++++ TEKS BACAAN
Memuat tanggal…
Daftar Masuk
Navigasi Investasi Anda
Search

Atasi Tarif Trump: RI Bakal Tambah Impor Produk AS

Memperkecil defisit perdagangan antara Indonesia dan AS

Rubrik: Makro | Diterbitkan: 08 April 2025 | Penulis: Ayyubi Kholid | Editor: Pramirvan Datu
Atasi Tarif Trump: RI Bakal Tambah Impor Produk AS Ketua Umum Asosiasi Pengusaha Indonesia (Apindo), Shinta Widjaja Kamdani, menjelaskan bahwa strategi pemerintah saat ini fokus pada identifikasi produk. Foto: Ayyubi/KabarBursa.com

KABARBURSA.COM - Di tengah tekanan kebijakan tarif dari Amerika Serikat, Indonesia memilih strategi ekonomi yang tidak biasa. Alih-alih retaliasi, pemerintah bersama pelaku usaha berencana menjajaki peningkatan impor produk-produk strategis dari AS yang memang dibutuhkan oleh dalam negeri. Langkah ini diambil untuk mengurangi defisit neraca dagang dengan AS.

Ketua Umum Asosiasi Pengusaha Indonesia (Apindo), Shinta Widjaja Kamdani, menjelaskan bahwa strategi pemerintah saat ini fokus pada identifikasi produk-produk asal Amerika Serikat yang bisa diimpor Indonesia, selama tidak mengganggu industri dalam negeri. Tujuannya jelas: memperkecil defisit perdagangan antara Indonesia dan AS.

"Jadi pertama memang tarif itu dikenakan untuk semua negara. Tapi upaya apa ini sekarang kita melihat dari dua sisi. Satu, bagaimana mengurangi defisit Amerika-Indonesia," kata Shinta saat ditemui di Kementerian Perekonomian, Jakarta Pusat, Kemarin. Jakarta, Selasa 8 April 2025.

Menurutnya, dengan mengurangi defisit, Indonesia bisa memperkuat posisi dalam negosiasi dengan USTR (United States Trade Representative). Salah satu cara yang sedang dijajaki adalah memperbesar impor produk-produk yang memang dibutuhkan oleh industri dalam negeri dan belum memiliki substitusi.

"Kita ekspor besar dari tekstil, tapi kita juga bisa impor kapas dari Amerika. Hal-hal semacam itu sedang kita jajaki," jelas Shinta.

Beberapa produk yang disebut potensial untuk diimpor antara lain kapas (cotton), gandum (wheat), jagung (corn), hingga produk-produk yang berkaitan dengan sektor pertahanan dan energi seperti oil and gas. Khusus untuk sektor energi dan pertahanan, peningkatan impor kemungkinan akan ditangani oleh BUMN, sementara sektor pangan dan tekstil bisa diisi oleh swasta.
++++++++
++++ ISI DATA
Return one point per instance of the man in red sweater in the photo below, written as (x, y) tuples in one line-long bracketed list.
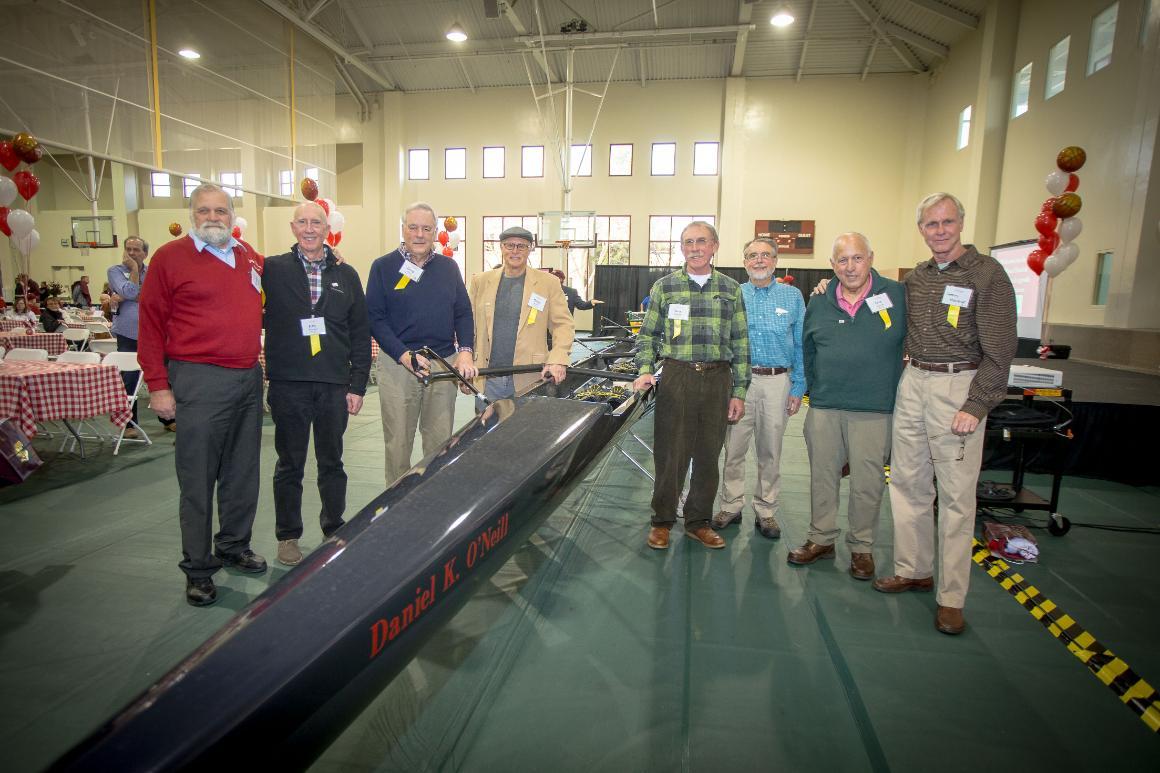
[(201, 322)]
++++++++
_SOAL LATIHAN_:
1) Jawab pertanyaan berikut berdasarkan artikel tentang tarif Trump.
(a) Siapa Ketua Umum Asosiasi Pengusaha Indonesia (Apindo)?
(b) Siapa yang kemungkinan menangani peningkatan impor untuk sektor energi dan pertahanan?
(c) Komoditas apa yang disebut Shinta bisa diimpor dari Amerika di samping ekspor tekstil yang besar?
2) Menurut artikel tentang tarif Trump, mengapa Indonesia berupaya mengurangi defisit perdagangan dengan AS? Jelaskan dalam satu sampai tiga kalimat.

_KUNCI JAWABAN_:
1)
(a) Shinta Widjaja Kamdani.
(b) BUMN.
(c) Kapas.

2) Menurut Shinta, pengurangan defisit perdagangan dapat memperkuat posisi Indonesia dalam negosiasi dengan USTR (United States Trade Representative). Karena itu, salah satu cara yang dijajaki adalah memperbesar impor produk yang dibutuhkan industri dalam negeri dan belum memiliki substitusi.